**WORK TASK**
From the records below, set down exactly the lines starting with the line that contains "292L124 304H145L144 279L129" and going on through the line that contains "box: [614, 387, 654, 404]". Nothing else is wanted.

Recorded data
┏━━
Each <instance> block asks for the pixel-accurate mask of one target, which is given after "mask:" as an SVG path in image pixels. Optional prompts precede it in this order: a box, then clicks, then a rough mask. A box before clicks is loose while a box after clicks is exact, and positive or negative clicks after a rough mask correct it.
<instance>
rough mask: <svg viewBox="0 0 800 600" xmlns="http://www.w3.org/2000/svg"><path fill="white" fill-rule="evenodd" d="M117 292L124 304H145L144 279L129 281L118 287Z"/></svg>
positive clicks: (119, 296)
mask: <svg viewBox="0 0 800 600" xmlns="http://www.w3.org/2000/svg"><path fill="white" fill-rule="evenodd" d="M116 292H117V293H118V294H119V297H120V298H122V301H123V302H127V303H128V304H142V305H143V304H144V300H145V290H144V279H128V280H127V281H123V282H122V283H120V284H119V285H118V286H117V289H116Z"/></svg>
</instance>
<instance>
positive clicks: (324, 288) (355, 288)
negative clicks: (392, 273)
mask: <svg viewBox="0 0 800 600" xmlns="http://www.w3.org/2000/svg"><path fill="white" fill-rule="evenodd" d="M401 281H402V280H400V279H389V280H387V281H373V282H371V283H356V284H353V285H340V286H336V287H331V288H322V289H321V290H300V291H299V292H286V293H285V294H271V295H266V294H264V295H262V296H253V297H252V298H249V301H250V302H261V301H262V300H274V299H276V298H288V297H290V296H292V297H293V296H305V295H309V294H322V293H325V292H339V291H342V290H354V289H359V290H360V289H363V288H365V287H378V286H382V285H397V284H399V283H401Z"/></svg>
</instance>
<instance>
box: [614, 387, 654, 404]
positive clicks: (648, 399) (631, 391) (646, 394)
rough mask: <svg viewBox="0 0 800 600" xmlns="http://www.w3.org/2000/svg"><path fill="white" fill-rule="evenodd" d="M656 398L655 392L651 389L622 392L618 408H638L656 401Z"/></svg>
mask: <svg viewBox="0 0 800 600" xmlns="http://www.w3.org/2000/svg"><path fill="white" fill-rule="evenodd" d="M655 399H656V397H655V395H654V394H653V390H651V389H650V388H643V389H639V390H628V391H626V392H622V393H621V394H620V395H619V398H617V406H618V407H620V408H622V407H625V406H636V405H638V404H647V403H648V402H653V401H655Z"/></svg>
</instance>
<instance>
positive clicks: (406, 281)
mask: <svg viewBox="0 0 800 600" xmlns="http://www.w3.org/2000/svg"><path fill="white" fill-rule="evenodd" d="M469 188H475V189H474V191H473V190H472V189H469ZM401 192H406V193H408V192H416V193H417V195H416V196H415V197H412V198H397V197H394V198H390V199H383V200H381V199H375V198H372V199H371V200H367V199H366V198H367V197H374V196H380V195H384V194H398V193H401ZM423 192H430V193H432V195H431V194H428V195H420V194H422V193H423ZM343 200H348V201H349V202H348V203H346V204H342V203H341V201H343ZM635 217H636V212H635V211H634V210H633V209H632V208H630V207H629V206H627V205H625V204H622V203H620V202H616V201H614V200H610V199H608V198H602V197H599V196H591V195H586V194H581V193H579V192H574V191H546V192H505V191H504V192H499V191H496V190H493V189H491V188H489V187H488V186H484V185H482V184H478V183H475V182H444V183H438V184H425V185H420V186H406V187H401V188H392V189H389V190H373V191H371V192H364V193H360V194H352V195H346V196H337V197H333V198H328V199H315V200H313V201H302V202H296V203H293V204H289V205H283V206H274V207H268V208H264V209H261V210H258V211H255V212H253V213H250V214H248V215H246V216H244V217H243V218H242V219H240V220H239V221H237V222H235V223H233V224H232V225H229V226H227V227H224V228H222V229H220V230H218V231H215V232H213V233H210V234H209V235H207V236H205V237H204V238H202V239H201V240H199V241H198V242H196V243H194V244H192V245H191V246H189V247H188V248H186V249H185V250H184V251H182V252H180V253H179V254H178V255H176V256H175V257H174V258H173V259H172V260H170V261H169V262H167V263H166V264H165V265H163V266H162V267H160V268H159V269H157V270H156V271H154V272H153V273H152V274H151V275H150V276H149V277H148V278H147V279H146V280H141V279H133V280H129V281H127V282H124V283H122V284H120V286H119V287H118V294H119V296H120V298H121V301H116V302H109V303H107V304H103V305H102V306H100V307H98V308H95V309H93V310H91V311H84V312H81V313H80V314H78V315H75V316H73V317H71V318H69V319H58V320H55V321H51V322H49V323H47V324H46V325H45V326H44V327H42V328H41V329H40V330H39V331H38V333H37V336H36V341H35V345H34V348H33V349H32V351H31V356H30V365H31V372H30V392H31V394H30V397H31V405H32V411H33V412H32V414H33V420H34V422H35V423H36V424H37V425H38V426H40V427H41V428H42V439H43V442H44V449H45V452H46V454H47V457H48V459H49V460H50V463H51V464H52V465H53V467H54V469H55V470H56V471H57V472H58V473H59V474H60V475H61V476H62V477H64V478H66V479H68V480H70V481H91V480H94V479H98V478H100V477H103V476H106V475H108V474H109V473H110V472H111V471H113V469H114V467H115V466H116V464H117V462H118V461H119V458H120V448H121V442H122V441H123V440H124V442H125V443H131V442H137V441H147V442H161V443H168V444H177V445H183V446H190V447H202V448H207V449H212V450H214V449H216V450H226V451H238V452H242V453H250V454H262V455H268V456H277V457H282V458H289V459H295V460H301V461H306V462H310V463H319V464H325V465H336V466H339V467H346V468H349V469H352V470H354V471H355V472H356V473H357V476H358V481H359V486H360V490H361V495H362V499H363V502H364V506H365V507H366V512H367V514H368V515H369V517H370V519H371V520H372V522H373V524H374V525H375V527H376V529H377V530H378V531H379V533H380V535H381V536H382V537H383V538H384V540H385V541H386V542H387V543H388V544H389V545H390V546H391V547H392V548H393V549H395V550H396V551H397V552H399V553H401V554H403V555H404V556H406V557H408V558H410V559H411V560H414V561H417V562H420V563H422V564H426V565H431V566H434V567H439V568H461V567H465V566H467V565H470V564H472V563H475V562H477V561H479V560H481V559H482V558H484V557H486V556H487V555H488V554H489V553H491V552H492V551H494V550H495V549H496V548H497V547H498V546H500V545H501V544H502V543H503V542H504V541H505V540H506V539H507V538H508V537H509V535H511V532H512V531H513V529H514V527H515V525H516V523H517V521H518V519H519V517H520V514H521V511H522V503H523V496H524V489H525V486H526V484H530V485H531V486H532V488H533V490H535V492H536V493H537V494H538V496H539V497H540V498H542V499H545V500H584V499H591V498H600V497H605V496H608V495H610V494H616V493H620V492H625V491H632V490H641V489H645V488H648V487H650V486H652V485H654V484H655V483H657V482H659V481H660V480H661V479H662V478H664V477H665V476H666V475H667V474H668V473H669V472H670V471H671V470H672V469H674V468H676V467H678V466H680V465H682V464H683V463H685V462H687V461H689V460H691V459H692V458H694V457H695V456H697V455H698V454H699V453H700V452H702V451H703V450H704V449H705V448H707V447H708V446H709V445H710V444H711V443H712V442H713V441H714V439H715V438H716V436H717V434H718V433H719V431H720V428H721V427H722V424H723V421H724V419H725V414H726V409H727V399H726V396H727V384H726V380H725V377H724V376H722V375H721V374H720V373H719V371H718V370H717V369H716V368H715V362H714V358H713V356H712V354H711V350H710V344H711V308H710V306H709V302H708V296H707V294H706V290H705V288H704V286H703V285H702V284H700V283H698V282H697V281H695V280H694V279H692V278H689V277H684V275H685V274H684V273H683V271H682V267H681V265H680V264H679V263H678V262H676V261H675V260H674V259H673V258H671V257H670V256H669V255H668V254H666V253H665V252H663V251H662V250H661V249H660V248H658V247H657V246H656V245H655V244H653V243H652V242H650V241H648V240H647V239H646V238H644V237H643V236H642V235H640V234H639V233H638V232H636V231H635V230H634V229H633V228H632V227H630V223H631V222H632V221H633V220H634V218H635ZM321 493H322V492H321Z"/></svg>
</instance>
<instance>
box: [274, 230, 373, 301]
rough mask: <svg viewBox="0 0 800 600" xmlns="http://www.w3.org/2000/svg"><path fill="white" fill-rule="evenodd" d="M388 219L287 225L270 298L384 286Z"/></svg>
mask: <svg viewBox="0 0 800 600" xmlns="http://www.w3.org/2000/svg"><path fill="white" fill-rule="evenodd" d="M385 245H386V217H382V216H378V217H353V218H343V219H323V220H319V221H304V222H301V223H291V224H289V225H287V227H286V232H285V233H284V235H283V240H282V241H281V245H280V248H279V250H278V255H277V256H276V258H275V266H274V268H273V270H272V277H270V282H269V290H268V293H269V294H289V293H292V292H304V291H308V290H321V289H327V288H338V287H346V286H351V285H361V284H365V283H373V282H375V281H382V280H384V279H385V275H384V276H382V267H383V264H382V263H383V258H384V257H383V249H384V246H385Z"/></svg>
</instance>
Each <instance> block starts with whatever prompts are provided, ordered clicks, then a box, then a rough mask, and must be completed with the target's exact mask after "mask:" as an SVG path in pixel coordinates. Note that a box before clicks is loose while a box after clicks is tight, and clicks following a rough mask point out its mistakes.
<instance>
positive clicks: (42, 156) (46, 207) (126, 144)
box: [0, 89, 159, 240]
┗━━
**SOLUTION**
rough mask: <svg viewBox="0 0 800 600" xmlns="http://www.w3.org/2000/svg"><path fill="white" fill-rule="evenodd" d="M117 292L124 304H145L144 279L129 281L118 287Z"/></svg>
positive clicks: (119, 296)
mask: <svg viewBox="0 0 800 600" xmlns="http://www.w3.org/2000/svg"><path fill="white" fill-rule="evenodd" d="M116 292H117V293H118V294H119V297H120V298H122V301H123V302H127V303H128V304H142V305H143V304H144V300H145V290H144V279H128V280H127V281H123V282H122V283H120V284H119V285H118V286H117V289H116Z"/></svg>
</instance>
<instance>
positive clicks: (324, 288) (355, 288)
negative clicks: (392, 273)
mask: <svg viewBox="0 0 800 600" xmlns="http://www.w3.org/2000/svg"><path fill="white" fill-rule="evenodd" d="M401 281H402V280H400V279H389V280H387V281H373V282H371V283H356V284H353V285H340V286H336V287H331V288H322V289H321V290H300V291H299V292H286V293H285V294H271V295H266V294H264V295H262V296H253V297H252V298H249V301H250V302H261V301H262V300H274V299H276V298H288V297H290V296H292V297H293V296H305V295H309V294H322V293H325V292H339V291H342V290H354V289H359V290H360V289H363V288H365V287H378V286H382V285H397V284H399V283H401Z"/></svg>
</instance>
<instance>
box: [614, 387, 654, 404]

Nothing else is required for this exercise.